==== Passage shown

In his article in the Wall Street Journal entitled 'How the 'Jesus' Wife' Hoax Fell Apart', Jerry Pattengale concludes with an interesting comment: 'this episode is not totally without merit. It will provide a
valuable case study for research classes long after we're gone and the
biblical texts remain.'
So, given that the whole debacle is basically over (except for mopping up exercises), what lessons can be learnt?
a) It is possible for a forger to get hold of papyri, mix ink according to ancient conventions, compose a semi-plausible pastiche of a text, and mislead scholars, academic institutions, the media, and the public. Exactly what he (or she) hoped to gain from it is not clear, but if it was simply mischief, then he has probably far exceeded his wildest dreams. Given this possibility it is important that if someone approaches you with an unpublished text which meshes in with your own academic interests, then critical skepticism rather than credulity should control your responses. Nothing is innocent until proven guilty in this scenario. Also the forger will target a scholar who he thinks is persuadable, not a manuscript expert, and who has wider credibility to make the discovery known (remember that in this case Prof King at first didn't respond to the invitation, but the forger didn't go to some other scholar, he waited a year and then went back to reel in Prof King).
b) Get the back story straight and get all the documents involved. Although at the time and in retrospect we may think that the problems of palaeography, subject matter, and textual composition with the Pseudo-Gospel of Jesus' Wife* were sufficient to conclude it was a fake; the additional confirmation of that came from the Pseudo-Gospel of John Fragment and the proof that it was copied from a published form of a text. That conclusive anachronism becomes the nail in the coffin which is universally convincing (just as its demonstrable dependence on a published edition of Mark finally did for 2427). So the people calling for access to the whole collection in 2012 are vindicated.
c) The results of scientific tests need to be carefully interpreted. Don't just read the summaries that are repeated in the press releases. Get hold of the full scientific reports. Again, that was an incidental key step in this process (because the scientific ink report also happened to have a photo of Ps-John).
d) Careful observation of the actual manuscript (or good images) may generate suspicion and even offer pointers to forgery which may be individually persuasive, but generating a consensus requires multiple points of suspicion (and/or clearcut anachronism).

========

Reproduce the passage on the Jesus' Wife hoax word for word, from "b) Get the back" up to and including "2012 are vindicated.".

==== Records provided

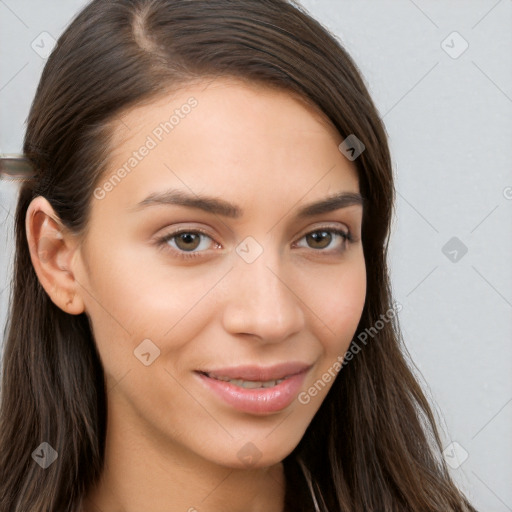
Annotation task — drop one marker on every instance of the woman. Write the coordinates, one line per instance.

========
==== Records provided

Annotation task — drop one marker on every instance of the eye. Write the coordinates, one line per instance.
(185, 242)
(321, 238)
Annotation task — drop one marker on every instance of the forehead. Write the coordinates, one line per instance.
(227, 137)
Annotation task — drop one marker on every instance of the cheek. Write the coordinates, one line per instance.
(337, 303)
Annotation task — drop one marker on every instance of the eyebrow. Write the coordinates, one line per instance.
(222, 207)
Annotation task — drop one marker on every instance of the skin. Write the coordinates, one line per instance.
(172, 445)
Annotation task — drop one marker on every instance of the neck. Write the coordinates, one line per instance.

========
==== Records provided

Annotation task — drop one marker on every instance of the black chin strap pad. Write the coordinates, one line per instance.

========

Correct answer:
b) Get the back story straight and get all the documents involved. Although at the time and in retrospect we may think that the problems of palaeography, subject matter, and textual composition with the Pseudo-Gospel of Jesus' Wife* were sufficient to conclude it was a fake; the additional confirmation of that came from the Pseudo-Gospel of John Fragment and the proof that it was copied from a published form of a text. That conclusive anachronism becomes the nail in the coffin which is universally convincing (just as its demonstrable dependence on a published edition of Mark finally did for 2427). So the people calling for access to the whole collection in 2012 are vindicated.